→ Work to complete: Collect every line of the material below that contains the string "covered", copying each such line in full. Treat the match as case-sensitive.

Stored entries
▬▬▬▬▬▬

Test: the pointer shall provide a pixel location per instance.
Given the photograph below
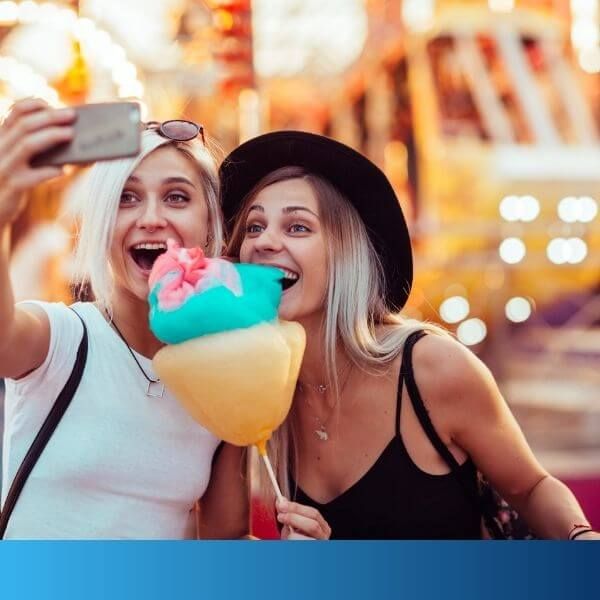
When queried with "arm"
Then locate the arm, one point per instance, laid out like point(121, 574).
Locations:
point(455, 383)
point(30, 128)
point(225, 506)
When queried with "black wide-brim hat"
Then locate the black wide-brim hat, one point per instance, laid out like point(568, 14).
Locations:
point(356, 177)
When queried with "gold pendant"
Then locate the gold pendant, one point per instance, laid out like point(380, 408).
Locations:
point(155, 389)
point(322, 434)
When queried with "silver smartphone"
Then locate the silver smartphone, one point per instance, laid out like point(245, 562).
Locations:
point(102, 132)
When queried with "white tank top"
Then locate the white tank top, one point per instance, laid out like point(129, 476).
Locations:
point(120, 464)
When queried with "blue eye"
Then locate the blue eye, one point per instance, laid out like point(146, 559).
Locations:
point(254, 228)
point(298, 228)
point(128, 198)
point(176, 198)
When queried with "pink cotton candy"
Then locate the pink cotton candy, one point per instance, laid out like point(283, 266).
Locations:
point(186, 271)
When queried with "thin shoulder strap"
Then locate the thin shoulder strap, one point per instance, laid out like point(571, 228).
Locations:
point(45, 433)
point(413, 392)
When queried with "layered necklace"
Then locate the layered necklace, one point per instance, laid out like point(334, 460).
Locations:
point(321, 432)
point(154, 387)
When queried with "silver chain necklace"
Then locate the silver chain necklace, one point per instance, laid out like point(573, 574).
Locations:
point(155, 388)
point(321, 430)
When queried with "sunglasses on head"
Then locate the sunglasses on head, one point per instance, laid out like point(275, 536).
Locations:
point(178, 130)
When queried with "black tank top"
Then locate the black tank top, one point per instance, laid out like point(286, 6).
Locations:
point(397, 500)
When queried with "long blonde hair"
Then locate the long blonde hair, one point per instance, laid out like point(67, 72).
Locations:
point(99, 204)
point(355, 308)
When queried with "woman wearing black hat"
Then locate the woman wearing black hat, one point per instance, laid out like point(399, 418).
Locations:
point(365, 452)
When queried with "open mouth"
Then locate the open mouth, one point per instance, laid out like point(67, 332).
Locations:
point(290, 278)
point(145, 253)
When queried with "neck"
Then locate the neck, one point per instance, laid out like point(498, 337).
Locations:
point(313, 370)
point(130, 314)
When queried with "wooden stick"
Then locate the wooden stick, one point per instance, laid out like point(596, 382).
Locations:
point(272, 476)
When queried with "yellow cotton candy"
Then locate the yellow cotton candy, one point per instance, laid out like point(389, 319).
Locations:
point(238, 384)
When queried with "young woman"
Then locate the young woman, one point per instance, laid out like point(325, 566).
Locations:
point(367, 447)
point(126, 461)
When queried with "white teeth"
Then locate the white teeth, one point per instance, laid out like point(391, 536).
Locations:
point(150, 246)
point(290, 274)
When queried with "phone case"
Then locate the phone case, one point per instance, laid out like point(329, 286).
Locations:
point(102, 131)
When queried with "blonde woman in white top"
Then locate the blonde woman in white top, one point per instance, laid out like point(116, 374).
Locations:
point(125, 460)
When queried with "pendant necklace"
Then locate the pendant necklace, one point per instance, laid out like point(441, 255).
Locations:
point(321, 429)
point(155, 388)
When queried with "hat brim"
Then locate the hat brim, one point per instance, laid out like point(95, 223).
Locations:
point(355, 176)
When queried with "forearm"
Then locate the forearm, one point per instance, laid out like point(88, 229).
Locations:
point(7, 303)
point(551, 509)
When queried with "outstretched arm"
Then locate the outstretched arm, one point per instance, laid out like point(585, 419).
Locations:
point(30, 128)
point(469, 411)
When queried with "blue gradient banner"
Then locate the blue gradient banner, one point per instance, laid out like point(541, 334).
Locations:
point(307, 570)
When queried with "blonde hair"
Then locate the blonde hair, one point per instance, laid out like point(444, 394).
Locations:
point(99, 205)
point(355, 308)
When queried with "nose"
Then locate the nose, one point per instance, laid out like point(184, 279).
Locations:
point(268, 241)
point(151, 217)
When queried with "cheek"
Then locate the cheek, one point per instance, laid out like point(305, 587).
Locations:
point(245, 251)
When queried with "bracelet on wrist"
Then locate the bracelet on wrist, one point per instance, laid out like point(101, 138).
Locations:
point(577, 526)
point(581, 532)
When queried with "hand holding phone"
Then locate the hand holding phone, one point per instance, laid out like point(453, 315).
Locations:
point(102, 131)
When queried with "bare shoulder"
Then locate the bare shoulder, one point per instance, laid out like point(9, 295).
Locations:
point(450, 376)
point(26, 341)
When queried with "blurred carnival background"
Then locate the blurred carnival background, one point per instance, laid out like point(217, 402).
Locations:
point(484, 114)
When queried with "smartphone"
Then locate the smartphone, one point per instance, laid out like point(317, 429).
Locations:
point(102, 132)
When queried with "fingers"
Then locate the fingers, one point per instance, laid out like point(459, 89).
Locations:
point(42, 125)
point(23, 107)
point(305, 520)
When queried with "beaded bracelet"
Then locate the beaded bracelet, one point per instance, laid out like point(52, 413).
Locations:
point(581, 532)
point(586, 527)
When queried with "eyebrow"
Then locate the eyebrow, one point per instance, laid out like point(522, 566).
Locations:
point(135, 179)
point(286, 210)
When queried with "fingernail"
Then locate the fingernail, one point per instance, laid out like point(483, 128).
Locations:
point(69, 113)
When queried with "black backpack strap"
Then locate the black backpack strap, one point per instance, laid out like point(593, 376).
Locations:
point(45, 433)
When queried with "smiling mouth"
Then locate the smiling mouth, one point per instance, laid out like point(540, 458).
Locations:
point(145, 254)
point(289, 279)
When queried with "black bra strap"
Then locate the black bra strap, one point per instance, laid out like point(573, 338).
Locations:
point(419, 406)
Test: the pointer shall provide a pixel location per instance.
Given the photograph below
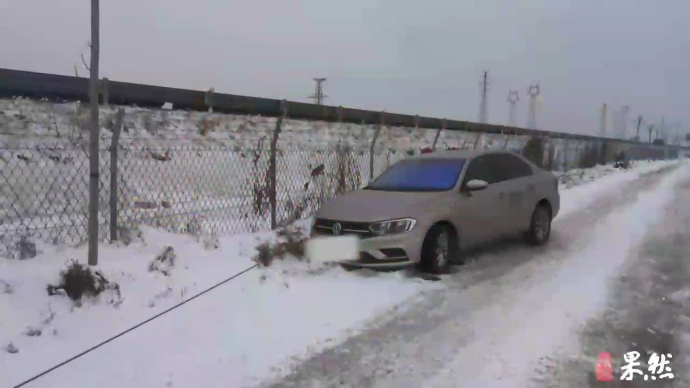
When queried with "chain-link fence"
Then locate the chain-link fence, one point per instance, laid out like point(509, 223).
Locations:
point(223, 188)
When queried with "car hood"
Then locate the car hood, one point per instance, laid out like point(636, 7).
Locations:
point(376, 205)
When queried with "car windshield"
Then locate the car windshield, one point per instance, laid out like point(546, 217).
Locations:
point(420, 175)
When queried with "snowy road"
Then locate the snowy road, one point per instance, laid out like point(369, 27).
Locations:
point(499, 318)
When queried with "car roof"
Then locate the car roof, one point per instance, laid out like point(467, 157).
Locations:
point(459, 154)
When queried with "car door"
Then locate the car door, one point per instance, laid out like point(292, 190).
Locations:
point(516, 186)
point(477, 212)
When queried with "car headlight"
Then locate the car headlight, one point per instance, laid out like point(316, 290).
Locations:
point(401, 225)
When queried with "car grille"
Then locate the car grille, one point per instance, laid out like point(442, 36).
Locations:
point(325, 227)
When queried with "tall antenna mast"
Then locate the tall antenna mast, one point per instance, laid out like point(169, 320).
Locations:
point(533, 92)
point(483, 105)
point(625, 111)
point(602, 121)
point(318, 95)
point(513, 98)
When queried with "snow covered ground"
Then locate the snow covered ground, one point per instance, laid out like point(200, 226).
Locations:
point(256, 326)
point(181, 170)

▬▬▬▬▬▬

→ Full answer:
When queried with "snow covered ground"
Then locate the snow covered ground, one point per instance, laid out like point(200, 226).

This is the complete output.